### Challenge
From the material below, pick out every line that contains the word "window" and copy those lines without changing them.

### Record extracts

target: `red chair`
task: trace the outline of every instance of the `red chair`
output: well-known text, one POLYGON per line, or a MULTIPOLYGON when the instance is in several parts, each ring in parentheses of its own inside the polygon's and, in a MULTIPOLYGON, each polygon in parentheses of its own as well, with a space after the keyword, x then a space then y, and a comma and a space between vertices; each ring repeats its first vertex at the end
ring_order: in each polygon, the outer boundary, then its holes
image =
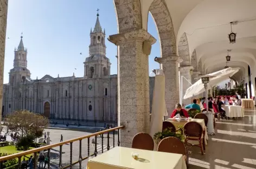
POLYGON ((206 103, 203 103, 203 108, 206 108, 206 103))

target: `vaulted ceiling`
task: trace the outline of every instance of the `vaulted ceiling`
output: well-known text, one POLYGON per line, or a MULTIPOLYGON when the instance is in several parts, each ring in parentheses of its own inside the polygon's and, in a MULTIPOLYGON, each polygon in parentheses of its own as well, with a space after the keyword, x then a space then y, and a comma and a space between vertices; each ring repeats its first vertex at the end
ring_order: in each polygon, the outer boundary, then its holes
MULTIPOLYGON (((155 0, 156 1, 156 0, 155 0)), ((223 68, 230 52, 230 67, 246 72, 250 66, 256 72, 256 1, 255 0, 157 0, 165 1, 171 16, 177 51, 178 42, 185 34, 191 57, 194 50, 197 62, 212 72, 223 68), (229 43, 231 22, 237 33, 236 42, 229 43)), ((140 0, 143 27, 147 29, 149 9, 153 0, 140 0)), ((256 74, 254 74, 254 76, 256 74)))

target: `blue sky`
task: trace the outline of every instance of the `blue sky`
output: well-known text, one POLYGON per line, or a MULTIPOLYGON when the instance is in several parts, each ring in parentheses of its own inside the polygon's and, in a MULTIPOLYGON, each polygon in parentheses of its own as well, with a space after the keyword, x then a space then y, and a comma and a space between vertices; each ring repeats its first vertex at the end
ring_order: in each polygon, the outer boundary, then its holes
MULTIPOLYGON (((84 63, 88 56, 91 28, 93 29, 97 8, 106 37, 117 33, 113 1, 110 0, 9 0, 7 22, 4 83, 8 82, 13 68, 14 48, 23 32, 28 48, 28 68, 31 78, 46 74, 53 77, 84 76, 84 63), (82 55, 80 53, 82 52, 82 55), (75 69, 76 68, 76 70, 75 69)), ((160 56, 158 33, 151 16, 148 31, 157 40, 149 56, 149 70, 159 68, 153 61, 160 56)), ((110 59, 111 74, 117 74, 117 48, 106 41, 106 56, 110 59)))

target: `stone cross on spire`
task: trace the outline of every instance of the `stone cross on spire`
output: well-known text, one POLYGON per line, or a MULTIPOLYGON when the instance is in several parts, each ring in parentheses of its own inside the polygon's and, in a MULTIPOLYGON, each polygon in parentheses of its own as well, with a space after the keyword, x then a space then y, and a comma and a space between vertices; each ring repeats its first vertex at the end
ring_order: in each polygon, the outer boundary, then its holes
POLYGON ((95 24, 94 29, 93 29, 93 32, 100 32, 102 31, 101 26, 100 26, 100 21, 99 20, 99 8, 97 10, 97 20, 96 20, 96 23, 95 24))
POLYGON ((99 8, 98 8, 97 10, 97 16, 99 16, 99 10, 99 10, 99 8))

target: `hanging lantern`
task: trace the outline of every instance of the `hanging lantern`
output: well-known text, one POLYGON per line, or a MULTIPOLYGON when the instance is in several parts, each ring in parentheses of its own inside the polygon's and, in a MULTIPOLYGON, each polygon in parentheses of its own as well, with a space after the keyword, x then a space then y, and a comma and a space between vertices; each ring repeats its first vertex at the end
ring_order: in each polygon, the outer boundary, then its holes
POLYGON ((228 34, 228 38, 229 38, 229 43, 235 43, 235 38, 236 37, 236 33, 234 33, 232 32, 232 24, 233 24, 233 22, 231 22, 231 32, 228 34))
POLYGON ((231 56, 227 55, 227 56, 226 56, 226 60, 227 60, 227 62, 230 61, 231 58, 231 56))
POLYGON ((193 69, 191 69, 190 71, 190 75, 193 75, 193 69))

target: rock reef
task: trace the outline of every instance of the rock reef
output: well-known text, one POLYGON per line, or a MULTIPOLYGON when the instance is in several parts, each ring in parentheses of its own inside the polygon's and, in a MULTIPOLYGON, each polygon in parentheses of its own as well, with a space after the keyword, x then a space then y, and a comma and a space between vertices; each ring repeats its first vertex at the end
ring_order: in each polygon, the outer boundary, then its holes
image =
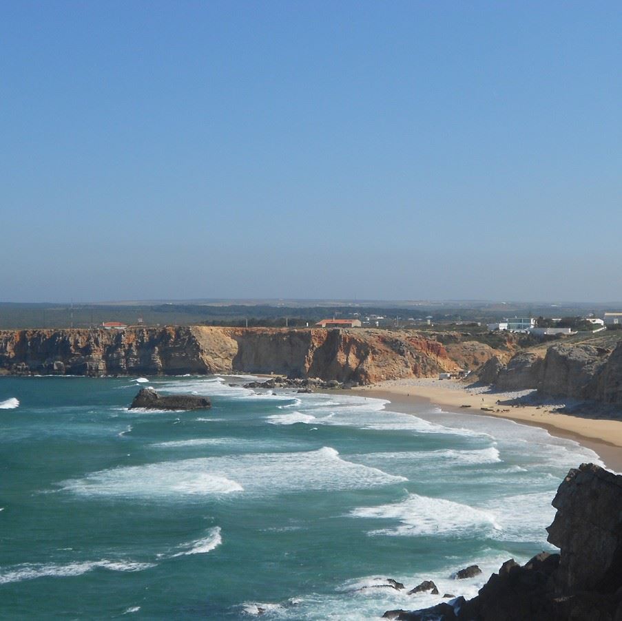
--
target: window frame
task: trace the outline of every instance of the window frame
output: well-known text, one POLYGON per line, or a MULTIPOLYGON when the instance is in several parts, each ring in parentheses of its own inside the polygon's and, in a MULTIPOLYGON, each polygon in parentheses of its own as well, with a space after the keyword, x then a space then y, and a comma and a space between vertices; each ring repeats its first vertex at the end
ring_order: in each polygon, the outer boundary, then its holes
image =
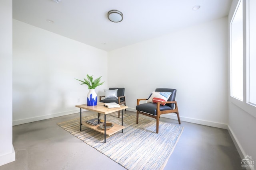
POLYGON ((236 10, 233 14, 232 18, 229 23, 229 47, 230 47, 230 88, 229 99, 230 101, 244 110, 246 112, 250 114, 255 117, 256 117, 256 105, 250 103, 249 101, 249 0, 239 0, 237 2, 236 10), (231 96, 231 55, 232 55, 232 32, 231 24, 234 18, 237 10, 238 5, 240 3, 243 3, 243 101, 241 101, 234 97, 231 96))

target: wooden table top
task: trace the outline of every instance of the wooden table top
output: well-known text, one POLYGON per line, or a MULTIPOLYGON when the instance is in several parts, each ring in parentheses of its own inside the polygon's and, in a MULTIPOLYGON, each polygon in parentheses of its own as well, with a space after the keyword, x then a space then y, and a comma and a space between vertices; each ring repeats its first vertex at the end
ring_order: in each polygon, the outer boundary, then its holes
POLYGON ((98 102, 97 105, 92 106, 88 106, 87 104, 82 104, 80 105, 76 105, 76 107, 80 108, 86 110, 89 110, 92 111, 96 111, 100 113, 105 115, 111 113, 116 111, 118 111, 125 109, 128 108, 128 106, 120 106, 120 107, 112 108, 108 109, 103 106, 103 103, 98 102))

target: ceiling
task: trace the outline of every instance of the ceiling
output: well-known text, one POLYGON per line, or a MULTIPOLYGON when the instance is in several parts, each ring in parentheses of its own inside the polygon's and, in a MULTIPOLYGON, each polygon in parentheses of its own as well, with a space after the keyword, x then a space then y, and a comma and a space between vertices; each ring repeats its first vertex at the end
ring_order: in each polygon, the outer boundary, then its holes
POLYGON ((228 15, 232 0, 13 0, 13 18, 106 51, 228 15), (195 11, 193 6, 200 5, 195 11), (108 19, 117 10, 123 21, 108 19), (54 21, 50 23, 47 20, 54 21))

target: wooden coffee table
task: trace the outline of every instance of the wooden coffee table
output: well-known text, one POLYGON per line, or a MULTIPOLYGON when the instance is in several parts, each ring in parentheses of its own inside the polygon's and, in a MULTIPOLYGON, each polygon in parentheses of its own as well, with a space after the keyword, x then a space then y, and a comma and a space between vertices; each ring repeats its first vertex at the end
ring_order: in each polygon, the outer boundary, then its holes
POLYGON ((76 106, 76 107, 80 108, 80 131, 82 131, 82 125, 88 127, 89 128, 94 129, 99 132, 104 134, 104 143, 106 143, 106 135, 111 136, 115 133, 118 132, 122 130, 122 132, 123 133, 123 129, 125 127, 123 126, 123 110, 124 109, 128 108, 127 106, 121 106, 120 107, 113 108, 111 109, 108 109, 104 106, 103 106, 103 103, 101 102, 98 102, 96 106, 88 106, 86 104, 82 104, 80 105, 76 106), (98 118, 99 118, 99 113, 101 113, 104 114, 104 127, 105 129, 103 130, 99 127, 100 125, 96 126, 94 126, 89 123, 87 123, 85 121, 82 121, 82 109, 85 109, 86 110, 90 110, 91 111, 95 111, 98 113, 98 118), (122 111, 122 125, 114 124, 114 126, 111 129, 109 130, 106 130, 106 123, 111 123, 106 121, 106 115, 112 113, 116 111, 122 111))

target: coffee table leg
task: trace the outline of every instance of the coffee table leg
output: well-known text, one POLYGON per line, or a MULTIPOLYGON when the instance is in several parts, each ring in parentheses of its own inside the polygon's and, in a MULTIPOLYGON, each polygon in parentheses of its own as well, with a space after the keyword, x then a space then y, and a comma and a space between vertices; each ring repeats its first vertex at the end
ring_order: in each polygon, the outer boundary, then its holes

### Result of this exercise
target: window frame
task: trace the outline of every instance of the window frame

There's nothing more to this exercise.